* Begin Data supplied *

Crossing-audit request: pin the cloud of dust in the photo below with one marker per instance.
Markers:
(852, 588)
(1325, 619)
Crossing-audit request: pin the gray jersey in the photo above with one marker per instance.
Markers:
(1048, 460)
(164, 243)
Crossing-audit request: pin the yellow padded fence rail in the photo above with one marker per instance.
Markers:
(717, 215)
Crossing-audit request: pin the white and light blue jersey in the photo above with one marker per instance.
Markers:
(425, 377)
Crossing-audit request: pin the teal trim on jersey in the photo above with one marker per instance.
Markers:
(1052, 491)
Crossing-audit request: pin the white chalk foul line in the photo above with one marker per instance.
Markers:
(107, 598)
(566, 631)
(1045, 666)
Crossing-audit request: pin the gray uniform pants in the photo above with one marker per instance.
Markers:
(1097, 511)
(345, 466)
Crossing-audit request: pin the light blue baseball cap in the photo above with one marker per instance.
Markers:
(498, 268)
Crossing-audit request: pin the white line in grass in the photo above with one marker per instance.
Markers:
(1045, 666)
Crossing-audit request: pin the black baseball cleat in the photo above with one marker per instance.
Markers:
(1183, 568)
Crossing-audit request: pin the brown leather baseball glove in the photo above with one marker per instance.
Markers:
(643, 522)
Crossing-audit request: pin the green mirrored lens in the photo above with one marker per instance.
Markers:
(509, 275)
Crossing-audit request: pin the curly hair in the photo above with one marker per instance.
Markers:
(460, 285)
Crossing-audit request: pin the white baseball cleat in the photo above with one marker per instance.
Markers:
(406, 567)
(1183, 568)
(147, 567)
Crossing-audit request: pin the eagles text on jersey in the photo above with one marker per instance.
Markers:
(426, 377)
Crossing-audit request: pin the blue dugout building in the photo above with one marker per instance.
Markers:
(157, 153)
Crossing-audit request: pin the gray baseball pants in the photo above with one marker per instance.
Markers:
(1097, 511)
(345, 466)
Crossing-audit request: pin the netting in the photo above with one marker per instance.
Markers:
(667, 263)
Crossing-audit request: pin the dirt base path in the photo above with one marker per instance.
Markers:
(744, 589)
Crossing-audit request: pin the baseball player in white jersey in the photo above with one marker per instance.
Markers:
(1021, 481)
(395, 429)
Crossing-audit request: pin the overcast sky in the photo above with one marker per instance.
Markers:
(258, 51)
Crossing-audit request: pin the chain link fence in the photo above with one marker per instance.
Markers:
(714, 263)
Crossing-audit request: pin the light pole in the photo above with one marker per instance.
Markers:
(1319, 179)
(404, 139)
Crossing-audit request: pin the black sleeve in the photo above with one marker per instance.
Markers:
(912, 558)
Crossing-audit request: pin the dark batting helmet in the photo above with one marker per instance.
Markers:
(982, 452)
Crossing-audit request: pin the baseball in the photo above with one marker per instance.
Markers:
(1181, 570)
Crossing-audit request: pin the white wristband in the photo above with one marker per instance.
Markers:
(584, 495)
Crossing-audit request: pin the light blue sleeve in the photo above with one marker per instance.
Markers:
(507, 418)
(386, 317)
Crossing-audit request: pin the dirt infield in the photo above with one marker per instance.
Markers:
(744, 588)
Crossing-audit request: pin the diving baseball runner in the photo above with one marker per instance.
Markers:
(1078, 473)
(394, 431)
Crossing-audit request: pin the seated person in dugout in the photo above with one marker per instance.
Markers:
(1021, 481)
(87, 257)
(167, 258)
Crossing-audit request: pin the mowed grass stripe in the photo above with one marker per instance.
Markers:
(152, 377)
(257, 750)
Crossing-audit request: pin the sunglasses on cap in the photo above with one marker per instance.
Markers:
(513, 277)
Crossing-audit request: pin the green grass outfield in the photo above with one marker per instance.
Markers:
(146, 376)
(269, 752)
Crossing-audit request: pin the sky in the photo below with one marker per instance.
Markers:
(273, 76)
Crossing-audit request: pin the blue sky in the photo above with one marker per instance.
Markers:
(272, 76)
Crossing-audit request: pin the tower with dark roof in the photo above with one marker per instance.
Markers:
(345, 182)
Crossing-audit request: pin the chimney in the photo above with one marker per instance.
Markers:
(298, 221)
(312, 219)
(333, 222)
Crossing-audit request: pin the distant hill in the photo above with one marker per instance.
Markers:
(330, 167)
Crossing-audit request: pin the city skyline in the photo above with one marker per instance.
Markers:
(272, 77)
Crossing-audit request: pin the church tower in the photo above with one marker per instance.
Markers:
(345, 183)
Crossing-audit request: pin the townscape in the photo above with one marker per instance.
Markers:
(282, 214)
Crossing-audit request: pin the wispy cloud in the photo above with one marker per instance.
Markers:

* End Data supplied *

■ Do this
Render the lines from the one containing "Crossing-audit request: pin the church" through the end of the records, inclusive, as a Markdown table with columns headed No. and Entry. Number each row and omit blank lines.

■ Exercise response
| No. | Entry |
|---|---|
| 1 | Crossing-audit request: pin the church tower in the photo above with one marker per instance. |
| 2 | Markers: |
| 3 | (345, 183) |
| 4 | Crossing-audit request: pin the townscape in the photo above with one marker per instance. |
| 5 | Markers: |
| 6 | (282, 214) |
| 7 | Crossing-audit request: pin the wispy cloud in the photo above with one marker per instance. |
| 8 | Markers: |